**Estratto del testo**
####

Sant’Agostino ha utilizzato più volte questo riferimento nelle sue omelie: “Se Cesare reclama la propria immagine impressa sulla moneta - afferma -, non esigerà Dio dall’uomo l’immagine divina scolpita in lui?” (En. in Ps., Salmo 94, 2). E ancora: “Come si ridà a Cesare la moneta, così si ridà a Dio l’anima illuminata e impressa dalla luce del suo volto … Cristo infatti abita nell’uomo interiore” (Ivi, Salmo 4, 8).

Il riferimento all’immagine di Cesare, incisa nella moneta, dice che è giusto sentirsi a pieno titolo – con diritti e doveri – cittadini dello Stato; ma simbolicamente fa pensare all’altra immagine che è impressa in ogni uomo: l’immagine di Dio. Egli è il Signore di tutto, e noi, che siamo stati creati “a sua immagine” apparteniamo anzitutto a Lui. Gesù ricava, dalla domanda postagli dai farisei, un interrogativo più radicale e vitale per ognuno di noi, un interrogativo che noi possiamo farci: a chi appartengo io? Alla famiglia, alla città, agli amici, alla scuola, al lavoro, alla politica, allo Stato? Sì, certo. Ma prima di tutto – ci ricorda Gesù – tu appartieni a Dio. Questa è l’appartenenza fondamentale. È Lui che ti ha dato tutto quello che sei e che hai. E dunque la nostra vita, giorno per giorno, possiamo e dobbiamo viverla nel ri-conoscimento di questa nostra appartenenza fondamentale e nella ri-conoscenza del cuore verso il nostro Padre, che crea ognuno di noi singolarmente, irripetibile, ma sempre secondo l’immagine del suo Figlio amato, Gesù. E’ un mistero stupendo.

####

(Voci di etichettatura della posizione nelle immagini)
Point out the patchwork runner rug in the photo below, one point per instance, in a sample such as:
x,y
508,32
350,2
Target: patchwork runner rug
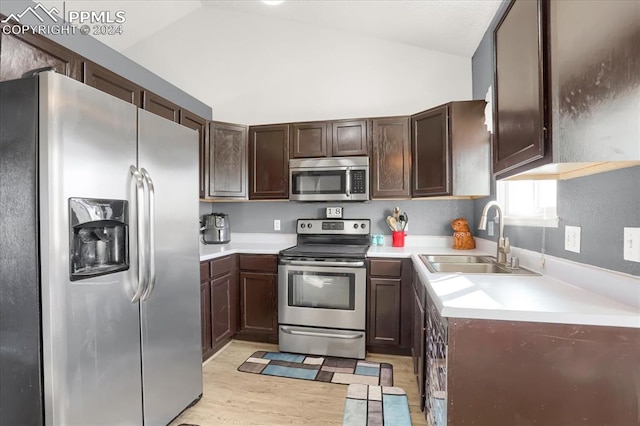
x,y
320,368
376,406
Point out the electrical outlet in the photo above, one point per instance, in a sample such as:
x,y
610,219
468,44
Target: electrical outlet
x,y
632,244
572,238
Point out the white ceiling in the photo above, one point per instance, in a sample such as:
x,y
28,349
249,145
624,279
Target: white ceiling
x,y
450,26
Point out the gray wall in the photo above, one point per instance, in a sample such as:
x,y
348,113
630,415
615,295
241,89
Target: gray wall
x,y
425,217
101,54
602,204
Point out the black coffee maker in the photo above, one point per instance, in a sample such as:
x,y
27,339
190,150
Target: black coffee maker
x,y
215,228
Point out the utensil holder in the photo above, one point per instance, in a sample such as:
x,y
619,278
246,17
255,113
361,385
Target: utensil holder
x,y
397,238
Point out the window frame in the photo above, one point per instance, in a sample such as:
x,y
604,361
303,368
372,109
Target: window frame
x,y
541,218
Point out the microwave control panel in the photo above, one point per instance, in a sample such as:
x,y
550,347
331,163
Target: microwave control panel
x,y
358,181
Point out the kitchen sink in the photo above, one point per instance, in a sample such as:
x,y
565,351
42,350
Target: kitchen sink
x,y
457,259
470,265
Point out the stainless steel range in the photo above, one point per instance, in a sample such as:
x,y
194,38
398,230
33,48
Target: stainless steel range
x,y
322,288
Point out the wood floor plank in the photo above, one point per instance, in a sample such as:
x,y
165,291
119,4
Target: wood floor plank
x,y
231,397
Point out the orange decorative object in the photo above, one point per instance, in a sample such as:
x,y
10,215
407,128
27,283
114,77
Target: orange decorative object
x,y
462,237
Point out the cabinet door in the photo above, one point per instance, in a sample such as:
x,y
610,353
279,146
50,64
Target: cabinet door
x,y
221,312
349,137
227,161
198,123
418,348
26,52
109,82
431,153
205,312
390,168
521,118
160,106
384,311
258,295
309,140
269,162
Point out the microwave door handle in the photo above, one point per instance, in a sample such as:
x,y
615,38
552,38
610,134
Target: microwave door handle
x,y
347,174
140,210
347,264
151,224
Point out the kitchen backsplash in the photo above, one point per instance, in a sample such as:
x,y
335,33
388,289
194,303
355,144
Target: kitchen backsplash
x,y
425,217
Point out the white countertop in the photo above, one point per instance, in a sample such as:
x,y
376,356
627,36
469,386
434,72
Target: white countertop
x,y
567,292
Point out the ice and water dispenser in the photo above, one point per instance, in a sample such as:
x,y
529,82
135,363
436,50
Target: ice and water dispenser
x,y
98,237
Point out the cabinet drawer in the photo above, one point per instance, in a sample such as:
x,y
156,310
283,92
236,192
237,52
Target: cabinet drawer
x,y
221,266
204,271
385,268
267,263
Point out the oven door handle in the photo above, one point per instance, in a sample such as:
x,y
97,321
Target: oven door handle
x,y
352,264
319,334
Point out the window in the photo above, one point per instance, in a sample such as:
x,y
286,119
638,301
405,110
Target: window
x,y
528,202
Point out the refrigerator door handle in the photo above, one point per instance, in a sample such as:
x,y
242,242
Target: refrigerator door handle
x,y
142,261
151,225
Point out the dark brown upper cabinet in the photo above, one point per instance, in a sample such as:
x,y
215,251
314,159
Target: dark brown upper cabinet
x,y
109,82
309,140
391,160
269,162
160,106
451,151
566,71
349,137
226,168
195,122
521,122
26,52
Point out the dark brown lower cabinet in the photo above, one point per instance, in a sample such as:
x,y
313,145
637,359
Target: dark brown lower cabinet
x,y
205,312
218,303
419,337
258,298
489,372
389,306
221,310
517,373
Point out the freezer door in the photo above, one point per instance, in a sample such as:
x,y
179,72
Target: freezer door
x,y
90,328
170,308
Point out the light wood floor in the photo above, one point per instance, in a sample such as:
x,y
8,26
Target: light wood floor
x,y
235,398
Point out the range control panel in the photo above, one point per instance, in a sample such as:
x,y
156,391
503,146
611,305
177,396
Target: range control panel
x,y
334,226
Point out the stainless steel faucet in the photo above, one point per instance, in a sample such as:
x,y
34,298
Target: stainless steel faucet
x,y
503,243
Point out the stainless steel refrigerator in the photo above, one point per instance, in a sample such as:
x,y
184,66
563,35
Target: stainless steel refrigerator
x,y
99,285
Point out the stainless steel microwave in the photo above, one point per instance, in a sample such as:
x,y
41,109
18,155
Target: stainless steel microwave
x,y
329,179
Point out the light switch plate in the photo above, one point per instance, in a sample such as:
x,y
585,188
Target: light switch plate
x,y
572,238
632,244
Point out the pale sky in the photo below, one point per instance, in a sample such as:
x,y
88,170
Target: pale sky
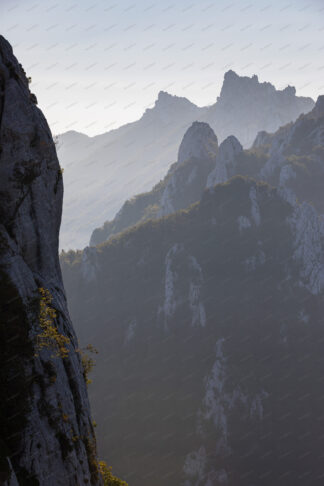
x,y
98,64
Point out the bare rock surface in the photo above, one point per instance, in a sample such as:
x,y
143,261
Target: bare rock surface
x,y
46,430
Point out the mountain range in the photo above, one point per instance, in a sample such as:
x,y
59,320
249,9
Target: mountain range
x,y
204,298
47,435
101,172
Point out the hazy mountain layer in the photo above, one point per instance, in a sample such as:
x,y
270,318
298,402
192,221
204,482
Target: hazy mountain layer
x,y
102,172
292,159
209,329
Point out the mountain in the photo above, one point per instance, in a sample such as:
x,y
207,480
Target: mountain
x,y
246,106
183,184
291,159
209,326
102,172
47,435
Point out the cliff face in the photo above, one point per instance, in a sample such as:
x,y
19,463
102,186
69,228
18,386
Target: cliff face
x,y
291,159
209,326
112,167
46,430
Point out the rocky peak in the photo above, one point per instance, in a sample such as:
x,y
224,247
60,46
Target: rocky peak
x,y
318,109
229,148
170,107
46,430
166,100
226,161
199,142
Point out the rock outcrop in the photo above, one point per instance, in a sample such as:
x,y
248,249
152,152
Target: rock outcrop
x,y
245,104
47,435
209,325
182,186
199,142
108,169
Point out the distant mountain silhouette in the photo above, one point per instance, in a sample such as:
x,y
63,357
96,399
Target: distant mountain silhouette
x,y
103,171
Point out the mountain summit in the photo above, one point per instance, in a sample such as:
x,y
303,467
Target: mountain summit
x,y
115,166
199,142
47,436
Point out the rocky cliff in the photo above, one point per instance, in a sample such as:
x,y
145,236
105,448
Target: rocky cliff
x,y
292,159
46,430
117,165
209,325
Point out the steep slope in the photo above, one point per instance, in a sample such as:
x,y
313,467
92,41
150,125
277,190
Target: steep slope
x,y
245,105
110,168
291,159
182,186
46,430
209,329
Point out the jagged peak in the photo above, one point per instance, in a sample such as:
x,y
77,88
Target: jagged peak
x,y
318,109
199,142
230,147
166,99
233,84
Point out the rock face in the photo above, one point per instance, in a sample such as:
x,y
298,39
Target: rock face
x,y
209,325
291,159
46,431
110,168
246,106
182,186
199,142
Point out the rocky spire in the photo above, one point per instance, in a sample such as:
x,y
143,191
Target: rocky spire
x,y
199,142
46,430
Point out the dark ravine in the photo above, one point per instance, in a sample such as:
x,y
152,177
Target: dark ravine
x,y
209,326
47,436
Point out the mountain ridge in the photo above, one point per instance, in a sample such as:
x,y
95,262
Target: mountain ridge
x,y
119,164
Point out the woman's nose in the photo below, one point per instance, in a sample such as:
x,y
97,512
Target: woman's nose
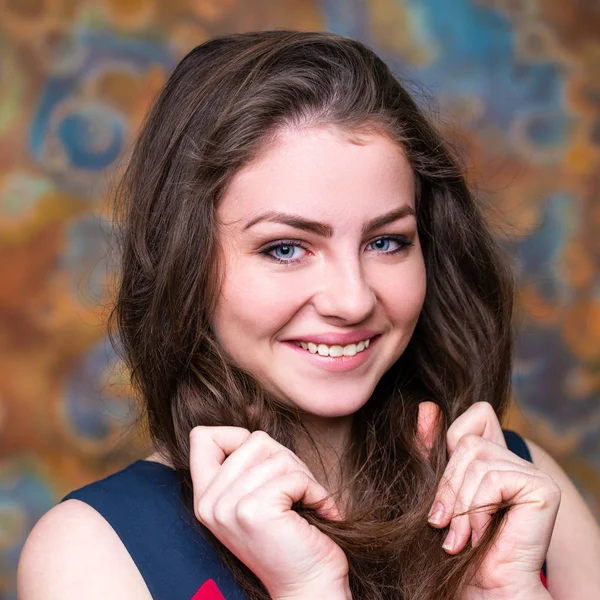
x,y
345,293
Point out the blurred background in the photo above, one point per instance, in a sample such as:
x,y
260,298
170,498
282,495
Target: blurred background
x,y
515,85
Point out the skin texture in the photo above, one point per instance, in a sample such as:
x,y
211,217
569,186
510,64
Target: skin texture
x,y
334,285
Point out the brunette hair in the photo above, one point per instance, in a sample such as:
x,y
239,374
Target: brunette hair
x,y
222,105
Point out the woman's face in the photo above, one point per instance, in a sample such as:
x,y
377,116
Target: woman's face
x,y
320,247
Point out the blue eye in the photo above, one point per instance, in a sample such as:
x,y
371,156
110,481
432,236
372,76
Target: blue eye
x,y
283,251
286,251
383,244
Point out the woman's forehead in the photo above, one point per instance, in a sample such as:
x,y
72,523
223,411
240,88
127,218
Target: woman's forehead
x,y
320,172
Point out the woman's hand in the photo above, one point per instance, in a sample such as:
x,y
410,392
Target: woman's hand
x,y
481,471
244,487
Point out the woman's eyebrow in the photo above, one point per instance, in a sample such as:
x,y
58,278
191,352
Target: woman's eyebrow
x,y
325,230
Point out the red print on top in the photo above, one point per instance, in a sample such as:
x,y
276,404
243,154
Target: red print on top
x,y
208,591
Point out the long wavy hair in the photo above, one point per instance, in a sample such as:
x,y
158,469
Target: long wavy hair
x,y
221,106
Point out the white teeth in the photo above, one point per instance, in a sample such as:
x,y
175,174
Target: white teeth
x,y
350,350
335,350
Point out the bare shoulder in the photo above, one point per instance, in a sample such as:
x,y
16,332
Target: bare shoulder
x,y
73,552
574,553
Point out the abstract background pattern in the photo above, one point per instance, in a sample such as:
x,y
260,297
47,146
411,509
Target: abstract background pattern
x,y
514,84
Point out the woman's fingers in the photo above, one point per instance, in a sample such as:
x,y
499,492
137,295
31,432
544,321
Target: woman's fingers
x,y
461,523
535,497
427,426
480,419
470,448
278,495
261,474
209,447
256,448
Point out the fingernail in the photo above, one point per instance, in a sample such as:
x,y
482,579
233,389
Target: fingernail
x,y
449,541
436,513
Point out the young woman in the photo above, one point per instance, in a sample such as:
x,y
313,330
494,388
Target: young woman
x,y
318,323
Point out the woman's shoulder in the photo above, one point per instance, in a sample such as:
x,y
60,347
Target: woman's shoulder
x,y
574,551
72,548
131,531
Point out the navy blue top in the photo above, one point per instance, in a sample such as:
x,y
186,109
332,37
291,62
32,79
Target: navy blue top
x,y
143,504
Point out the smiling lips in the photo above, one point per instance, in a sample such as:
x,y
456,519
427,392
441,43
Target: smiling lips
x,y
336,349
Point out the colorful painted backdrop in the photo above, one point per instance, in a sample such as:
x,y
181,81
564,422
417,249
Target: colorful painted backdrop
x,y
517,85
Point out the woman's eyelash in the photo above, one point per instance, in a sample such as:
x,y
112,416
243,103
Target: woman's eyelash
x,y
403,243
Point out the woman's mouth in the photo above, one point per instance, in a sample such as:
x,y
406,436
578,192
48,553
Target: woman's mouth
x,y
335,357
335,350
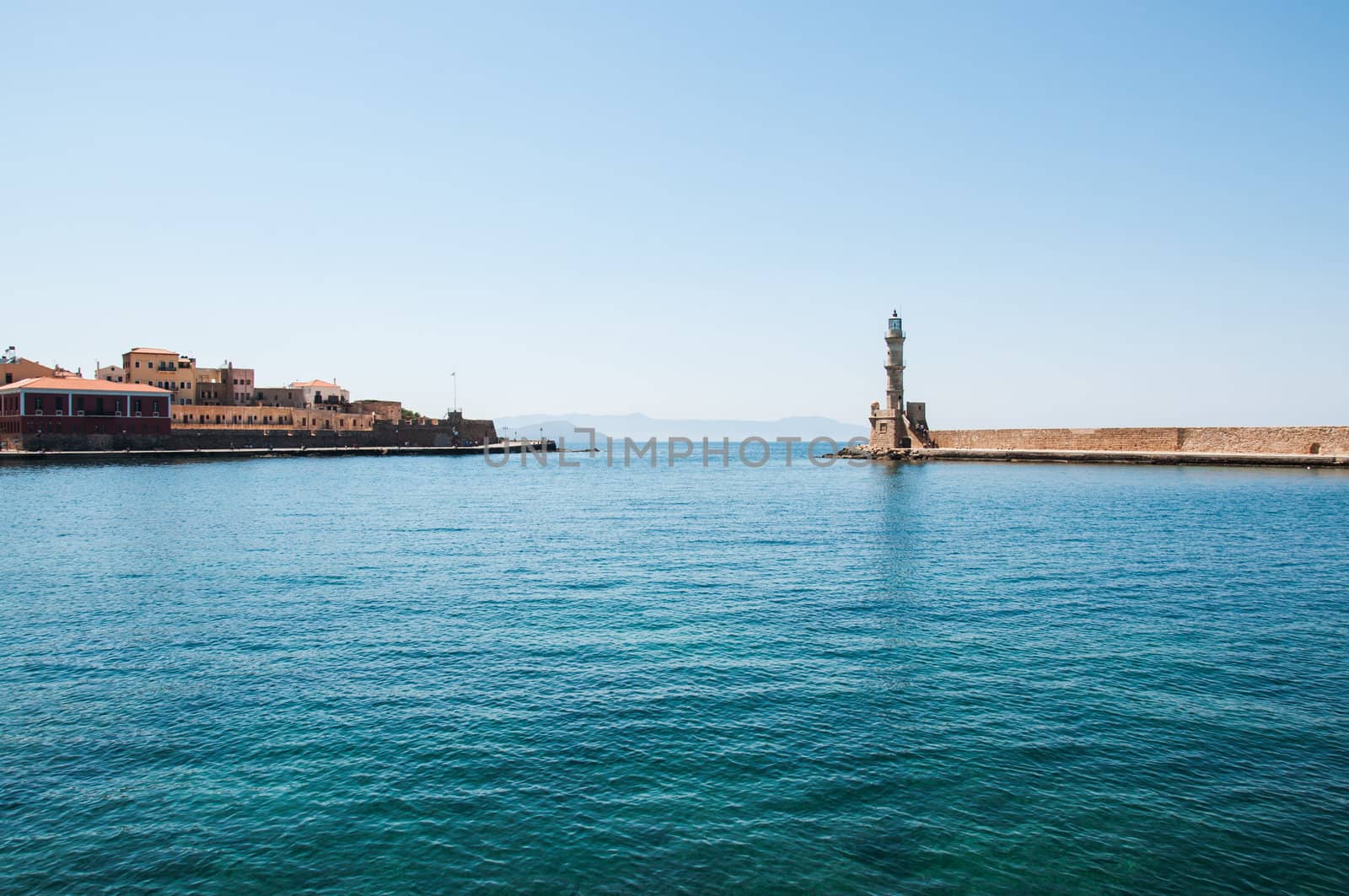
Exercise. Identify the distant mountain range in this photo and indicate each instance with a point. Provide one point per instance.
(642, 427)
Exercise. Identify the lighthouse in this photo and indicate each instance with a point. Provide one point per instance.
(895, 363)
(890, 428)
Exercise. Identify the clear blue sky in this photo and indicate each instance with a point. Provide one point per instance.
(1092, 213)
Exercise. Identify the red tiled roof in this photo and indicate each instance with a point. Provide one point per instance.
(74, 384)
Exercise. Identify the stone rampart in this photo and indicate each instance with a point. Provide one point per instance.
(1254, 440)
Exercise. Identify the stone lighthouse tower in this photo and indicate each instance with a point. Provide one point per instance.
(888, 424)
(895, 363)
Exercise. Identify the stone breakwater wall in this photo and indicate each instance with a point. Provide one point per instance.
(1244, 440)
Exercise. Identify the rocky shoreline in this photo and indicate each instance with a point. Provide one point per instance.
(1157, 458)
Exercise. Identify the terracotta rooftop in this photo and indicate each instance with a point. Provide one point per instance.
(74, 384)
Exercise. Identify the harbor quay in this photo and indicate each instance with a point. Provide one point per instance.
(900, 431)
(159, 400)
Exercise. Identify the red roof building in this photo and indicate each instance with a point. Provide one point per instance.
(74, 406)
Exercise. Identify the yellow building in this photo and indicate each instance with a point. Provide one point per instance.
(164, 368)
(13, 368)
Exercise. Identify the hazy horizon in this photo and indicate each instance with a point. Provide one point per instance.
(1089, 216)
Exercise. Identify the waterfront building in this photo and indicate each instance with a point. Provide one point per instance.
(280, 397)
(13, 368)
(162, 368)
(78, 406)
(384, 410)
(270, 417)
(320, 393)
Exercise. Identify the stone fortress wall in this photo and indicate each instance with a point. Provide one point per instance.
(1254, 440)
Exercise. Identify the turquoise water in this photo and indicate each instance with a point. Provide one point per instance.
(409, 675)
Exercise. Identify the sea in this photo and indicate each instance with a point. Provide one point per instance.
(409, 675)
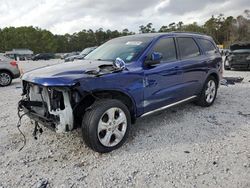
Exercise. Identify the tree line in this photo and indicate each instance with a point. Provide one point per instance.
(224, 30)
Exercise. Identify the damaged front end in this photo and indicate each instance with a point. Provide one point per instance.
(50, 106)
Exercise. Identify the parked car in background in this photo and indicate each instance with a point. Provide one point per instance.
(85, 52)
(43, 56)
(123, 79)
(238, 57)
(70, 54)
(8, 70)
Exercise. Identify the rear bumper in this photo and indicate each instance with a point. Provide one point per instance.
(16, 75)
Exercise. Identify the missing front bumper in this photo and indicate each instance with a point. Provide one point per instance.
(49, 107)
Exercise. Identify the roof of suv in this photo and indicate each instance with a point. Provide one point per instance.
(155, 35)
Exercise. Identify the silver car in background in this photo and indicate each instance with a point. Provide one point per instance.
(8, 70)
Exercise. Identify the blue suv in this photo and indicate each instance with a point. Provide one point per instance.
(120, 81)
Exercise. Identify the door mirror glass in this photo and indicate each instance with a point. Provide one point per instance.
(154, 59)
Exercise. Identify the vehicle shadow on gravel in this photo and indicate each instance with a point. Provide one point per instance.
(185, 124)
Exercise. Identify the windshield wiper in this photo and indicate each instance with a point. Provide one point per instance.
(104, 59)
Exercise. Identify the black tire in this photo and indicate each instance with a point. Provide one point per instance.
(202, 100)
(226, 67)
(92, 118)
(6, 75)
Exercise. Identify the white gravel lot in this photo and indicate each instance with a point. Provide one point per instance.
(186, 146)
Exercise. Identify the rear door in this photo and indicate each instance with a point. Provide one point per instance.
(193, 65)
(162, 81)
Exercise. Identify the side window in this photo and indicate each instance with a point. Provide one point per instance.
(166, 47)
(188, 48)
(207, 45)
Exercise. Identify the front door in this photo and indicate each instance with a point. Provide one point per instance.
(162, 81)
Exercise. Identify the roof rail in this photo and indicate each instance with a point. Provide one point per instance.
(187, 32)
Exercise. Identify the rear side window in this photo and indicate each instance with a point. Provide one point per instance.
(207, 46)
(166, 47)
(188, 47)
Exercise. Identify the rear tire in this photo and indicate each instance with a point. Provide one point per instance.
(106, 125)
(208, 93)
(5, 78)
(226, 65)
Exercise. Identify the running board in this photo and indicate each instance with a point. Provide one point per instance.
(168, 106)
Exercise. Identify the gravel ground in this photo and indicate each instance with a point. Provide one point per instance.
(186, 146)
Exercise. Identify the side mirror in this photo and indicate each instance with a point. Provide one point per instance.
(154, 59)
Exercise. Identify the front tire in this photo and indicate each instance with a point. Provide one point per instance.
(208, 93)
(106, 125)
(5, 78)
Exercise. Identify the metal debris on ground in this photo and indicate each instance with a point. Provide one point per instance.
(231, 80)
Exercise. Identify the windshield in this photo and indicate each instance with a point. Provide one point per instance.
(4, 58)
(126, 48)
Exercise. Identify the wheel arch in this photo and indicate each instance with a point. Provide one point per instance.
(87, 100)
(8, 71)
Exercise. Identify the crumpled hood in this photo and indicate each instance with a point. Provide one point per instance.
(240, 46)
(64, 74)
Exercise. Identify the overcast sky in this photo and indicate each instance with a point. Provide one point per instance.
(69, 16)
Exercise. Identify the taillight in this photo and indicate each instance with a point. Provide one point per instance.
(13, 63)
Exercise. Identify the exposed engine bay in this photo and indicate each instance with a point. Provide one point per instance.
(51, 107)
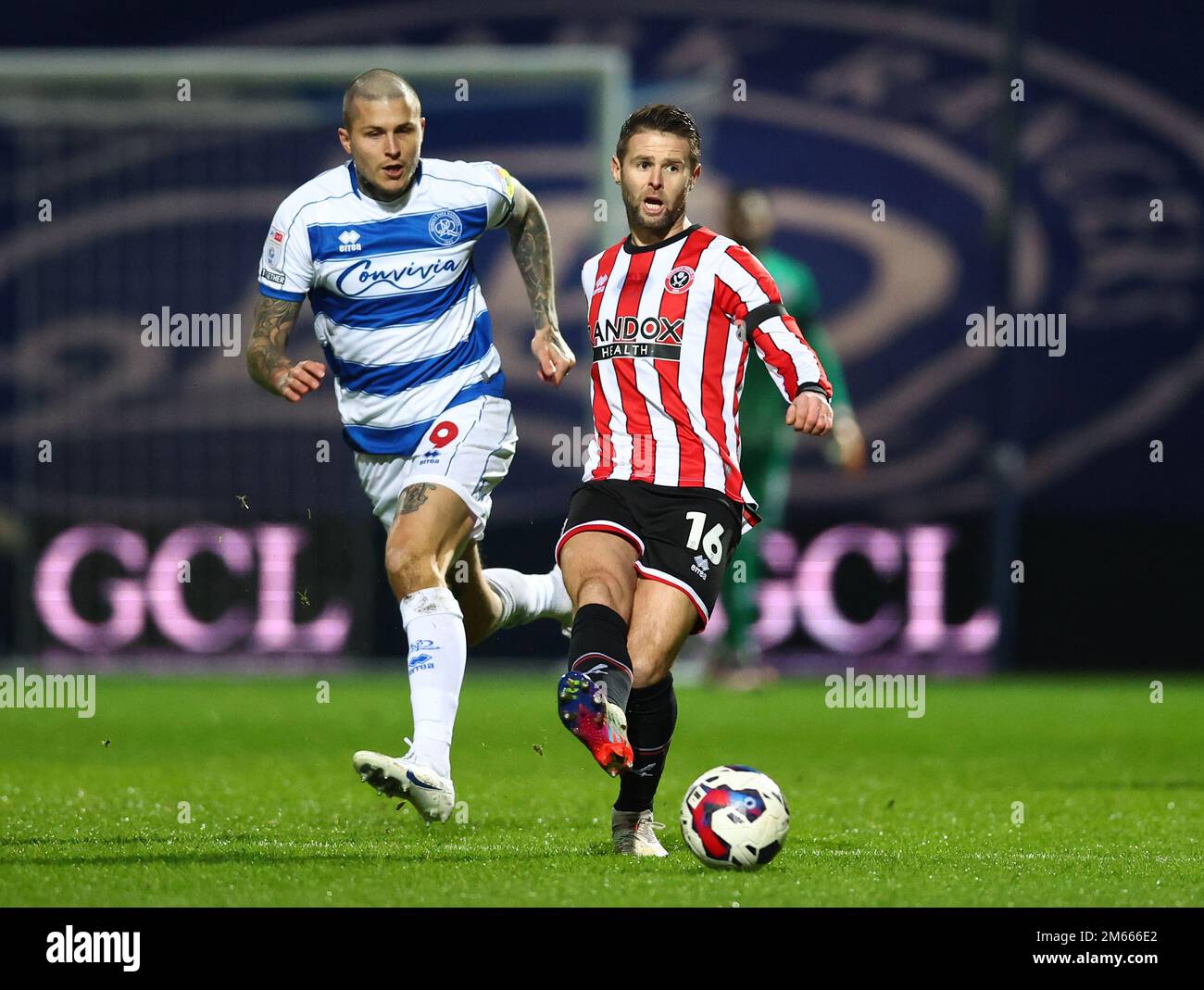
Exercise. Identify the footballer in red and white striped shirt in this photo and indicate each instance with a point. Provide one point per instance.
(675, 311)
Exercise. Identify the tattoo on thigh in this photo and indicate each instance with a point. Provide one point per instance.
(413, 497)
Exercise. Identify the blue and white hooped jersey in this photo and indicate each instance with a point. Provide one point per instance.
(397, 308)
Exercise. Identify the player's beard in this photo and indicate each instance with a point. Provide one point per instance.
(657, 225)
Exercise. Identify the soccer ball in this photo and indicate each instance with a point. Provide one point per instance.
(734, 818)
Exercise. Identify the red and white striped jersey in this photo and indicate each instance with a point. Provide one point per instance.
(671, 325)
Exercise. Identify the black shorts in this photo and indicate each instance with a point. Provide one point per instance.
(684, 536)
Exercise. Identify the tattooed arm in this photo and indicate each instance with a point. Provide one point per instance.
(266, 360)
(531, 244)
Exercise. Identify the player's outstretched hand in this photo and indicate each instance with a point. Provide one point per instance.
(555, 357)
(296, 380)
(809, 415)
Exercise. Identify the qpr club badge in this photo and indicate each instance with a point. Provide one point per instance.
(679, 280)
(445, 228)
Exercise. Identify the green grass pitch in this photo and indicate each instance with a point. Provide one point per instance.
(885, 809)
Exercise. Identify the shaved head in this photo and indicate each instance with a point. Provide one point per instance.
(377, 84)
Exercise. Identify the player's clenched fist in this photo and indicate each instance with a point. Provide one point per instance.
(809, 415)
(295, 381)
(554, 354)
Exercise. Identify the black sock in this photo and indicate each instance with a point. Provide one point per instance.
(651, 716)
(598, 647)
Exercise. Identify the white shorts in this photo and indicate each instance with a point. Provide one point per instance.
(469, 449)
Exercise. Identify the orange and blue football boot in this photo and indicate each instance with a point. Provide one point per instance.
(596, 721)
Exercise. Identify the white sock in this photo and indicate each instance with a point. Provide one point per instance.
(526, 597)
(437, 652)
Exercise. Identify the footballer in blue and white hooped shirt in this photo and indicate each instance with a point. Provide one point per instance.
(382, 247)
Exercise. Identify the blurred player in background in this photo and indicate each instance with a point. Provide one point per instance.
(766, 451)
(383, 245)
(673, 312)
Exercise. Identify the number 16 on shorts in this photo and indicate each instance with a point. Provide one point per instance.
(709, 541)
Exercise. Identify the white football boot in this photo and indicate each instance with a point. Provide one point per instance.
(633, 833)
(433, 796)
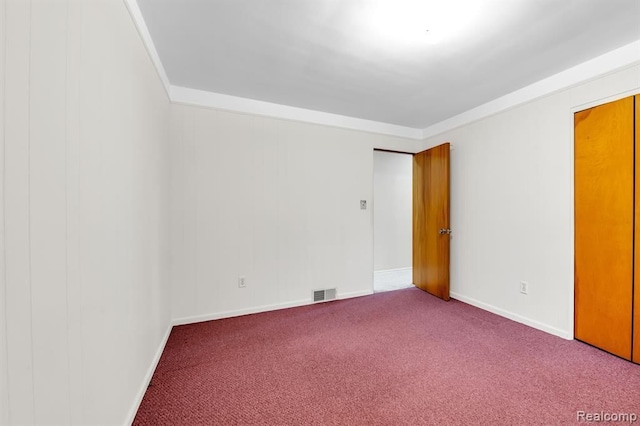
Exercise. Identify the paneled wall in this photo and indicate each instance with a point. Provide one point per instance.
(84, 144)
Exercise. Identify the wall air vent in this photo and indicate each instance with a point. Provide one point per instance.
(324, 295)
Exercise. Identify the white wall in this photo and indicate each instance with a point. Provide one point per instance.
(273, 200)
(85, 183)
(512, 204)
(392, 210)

####

**Esercizi proposti**
1. Rispondi alle domande sul brano dedicato all'immagine di Cesare e all'immagine di Dio.
(a) In quale salmo si trova il commento di Sant'Agostino che parla della moneta reclamata da Cesare?
(b) Secondo la seconda citazione di Sant'Agostino, dove abita Cristo?
(c) Quale appartenenza il brano definisce "fondamentale"?
2. Prosegui il brano sull'immagine di Cesare e l'immagine di Dio, ripartendo dopo l'ultima frase riportata.

**Soluzioni commentate**
1.
(a) Salmo 94, 2.
(b) Nell'uomo interiore.
(c) L'appartenenza a Dio.

2.
Il cristiano è chiamato a impegnarsi concretamente nelle realtà umane e sociali senza contrapporre “Dio” e “Cesare”; contrapporre Dio e Cesare sarebbe un atteggiamento fondamentalista. Il cristiano è chiamato a impegnarsi concretamente nelle realtà terrene, ma illuminandole con la luce che viene da Dio. L’affidamento prioritario a Dio e la speranza in Lui non comportano una fuga dalla realtà, ma anzi un rendere operosamente a Dio quello che gli appartiene. È per questo che il credente guarda alla realtà futura, quella di Dio, per vivere la vita terrena in pienezza, e rispondere con coraggio alle sue sfide.

Dunque, la risposta di Gesù ai farisei e agli erodiani è ricca di contenuto umano e spirituale, e non la si può ridurre al solo ambito politico. La Chiesa, pertanto, non si limita a ricordare agli uomini la giusta distinzione tra la sfera di autorità di Cesare e quella di Dio, tra l’ambito politico e quello religioso. La missione della Chiesa, come quella di Cristo, è essenzialmente parlare di Dio, fare memoria della sua sovranità, richiamare a tutti, specialmente ai cristiani che hanno smarrito la propria identità, il diritto di Dio su ciò che gli appartiene, cioè la nostra vita.

Insomma, l’insegnamento che possiamo ricava da questo Vangelo è quello di ribadire la distinzione tra Stato e Chiesa e di affermare che è essenziale saper distinguere tra ciò che è di Cesare e ciò che è di Dio, e comunque il primato di ogni realtà è sempre legato a Dio.

2) Dio e la sua immagine.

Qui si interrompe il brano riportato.